▶ [Task objective] Reproduce the data below word for word, omitting the pictures from your answer.

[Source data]
┏━━
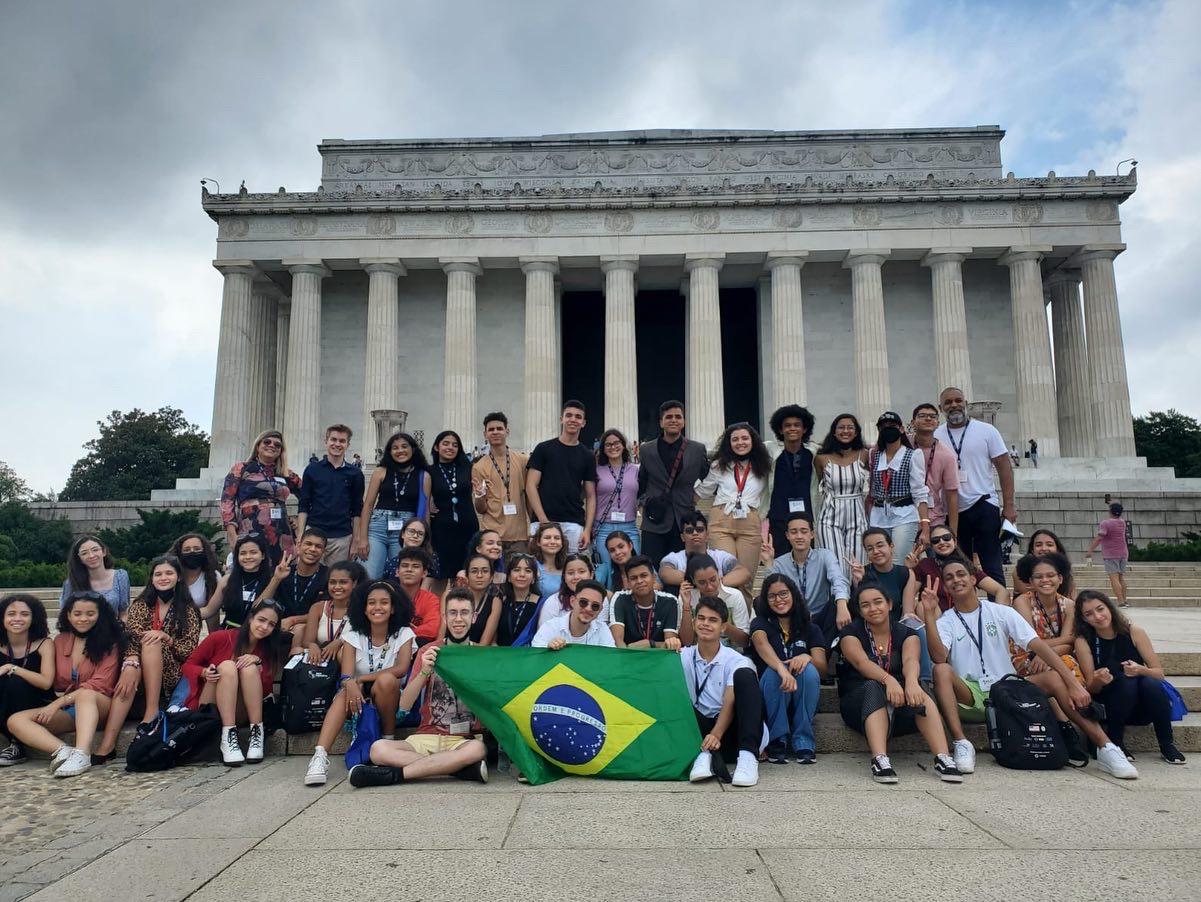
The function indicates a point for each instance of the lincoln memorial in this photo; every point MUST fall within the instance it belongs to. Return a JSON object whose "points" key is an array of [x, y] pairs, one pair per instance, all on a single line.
{"points": [[849, 270]]}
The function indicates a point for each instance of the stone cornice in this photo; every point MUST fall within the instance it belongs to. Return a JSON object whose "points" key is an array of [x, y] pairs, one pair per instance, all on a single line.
{"points": [[766, 193]]}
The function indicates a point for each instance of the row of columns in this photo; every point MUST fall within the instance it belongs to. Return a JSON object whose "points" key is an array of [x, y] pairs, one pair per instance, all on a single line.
{"points": [[1081, 400]]}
┗━━
▶ [Solution]
The function indicates a point for each instance of the lincoln memorial in this photo; every point MUST fall within the instance it belongs to. Return a JSON object whose "points" key is an array of [x, y] pairs, one pair per instance, all on a single line.
{"points": [[849, 270]]}
The function indicates a point for each instance of the stone cornice in this photo; every point MUST fall within the instance it belongs to. Return a JSON object whose "points" key is an array of [x, y] pairs, one pair per instance, all on a single line.
{"points": [[766, 193]]}
The function indicates a point for each instance of the row of columns in this photo; every point MUST fall within the instance it belongs to. Return a JSON object whose "points" key is an array of [x, y] pairs, one pair per instance, all on a single line.
{"points": [[1081, 400]]}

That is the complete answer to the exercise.